== Segment start ==
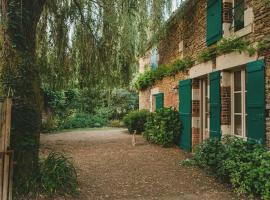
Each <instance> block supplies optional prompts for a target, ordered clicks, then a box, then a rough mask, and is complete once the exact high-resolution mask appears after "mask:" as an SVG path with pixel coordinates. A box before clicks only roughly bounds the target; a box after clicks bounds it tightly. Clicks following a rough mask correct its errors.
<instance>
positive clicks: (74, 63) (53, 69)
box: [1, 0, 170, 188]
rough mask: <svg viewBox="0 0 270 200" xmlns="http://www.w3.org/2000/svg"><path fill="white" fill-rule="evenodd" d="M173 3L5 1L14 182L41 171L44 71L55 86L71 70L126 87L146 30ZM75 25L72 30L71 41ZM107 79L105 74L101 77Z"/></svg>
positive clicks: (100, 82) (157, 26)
== Segment end ==
== Segment start ==
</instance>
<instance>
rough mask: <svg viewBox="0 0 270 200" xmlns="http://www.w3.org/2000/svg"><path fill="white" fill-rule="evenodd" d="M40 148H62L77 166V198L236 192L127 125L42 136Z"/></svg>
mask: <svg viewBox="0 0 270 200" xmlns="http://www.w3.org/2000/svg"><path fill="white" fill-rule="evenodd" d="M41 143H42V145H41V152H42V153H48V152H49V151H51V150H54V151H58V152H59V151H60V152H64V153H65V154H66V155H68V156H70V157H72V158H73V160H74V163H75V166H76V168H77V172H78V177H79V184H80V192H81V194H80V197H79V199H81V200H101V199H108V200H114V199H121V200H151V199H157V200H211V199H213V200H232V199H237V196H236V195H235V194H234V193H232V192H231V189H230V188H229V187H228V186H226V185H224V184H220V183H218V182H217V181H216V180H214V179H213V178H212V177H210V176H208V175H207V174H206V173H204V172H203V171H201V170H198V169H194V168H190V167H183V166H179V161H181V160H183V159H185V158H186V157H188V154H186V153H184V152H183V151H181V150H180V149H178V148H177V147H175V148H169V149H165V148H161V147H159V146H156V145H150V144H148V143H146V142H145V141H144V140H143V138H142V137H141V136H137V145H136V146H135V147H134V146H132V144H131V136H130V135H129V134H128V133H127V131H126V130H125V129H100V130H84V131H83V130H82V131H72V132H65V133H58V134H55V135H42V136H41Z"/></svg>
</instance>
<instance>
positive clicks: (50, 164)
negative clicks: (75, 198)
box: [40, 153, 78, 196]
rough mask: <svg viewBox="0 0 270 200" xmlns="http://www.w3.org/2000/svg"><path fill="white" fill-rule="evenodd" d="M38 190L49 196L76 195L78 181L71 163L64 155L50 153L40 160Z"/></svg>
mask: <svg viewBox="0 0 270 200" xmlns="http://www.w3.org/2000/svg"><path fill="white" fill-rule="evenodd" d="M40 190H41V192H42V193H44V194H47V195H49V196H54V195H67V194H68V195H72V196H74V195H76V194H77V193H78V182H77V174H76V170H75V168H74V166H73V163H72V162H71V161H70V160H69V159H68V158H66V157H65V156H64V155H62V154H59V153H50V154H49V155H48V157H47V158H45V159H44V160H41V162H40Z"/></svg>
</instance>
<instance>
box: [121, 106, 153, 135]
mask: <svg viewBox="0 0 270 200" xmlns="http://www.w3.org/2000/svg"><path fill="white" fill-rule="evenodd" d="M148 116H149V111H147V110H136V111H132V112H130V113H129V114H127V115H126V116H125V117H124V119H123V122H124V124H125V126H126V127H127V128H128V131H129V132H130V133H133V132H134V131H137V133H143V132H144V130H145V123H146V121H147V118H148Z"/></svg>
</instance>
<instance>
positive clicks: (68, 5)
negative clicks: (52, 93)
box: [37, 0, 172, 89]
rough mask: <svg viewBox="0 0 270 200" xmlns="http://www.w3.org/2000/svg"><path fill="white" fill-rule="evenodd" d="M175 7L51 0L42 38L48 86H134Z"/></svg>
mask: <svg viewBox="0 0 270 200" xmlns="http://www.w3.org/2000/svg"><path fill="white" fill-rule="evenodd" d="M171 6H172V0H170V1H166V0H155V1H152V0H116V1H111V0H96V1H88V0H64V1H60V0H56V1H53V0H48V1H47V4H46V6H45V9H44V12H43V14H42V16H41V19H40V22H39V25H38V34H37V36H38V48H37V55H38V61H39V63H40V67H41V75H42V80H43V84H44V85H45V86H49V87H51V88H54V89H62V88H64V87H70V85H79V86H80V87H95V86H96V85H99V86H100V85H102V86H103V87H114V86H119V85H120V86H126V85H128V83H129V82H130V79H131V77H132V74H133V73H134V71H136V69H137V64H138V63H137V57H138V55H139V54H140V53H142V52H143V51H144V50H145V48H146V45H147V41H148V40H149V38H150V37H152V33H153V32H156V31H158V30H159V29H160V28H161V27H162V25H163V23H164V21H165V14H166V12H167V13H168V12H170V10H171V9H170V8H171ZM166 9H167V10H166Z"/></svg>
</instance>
== Segment end ==
*PROBLEM TO SOLVE*
Collect each line in the entries above that contains the string "negative", and copy every such line in full.

*TASK RESULT*
negative clicks: (75, 198)
negative clicks: (52, 93)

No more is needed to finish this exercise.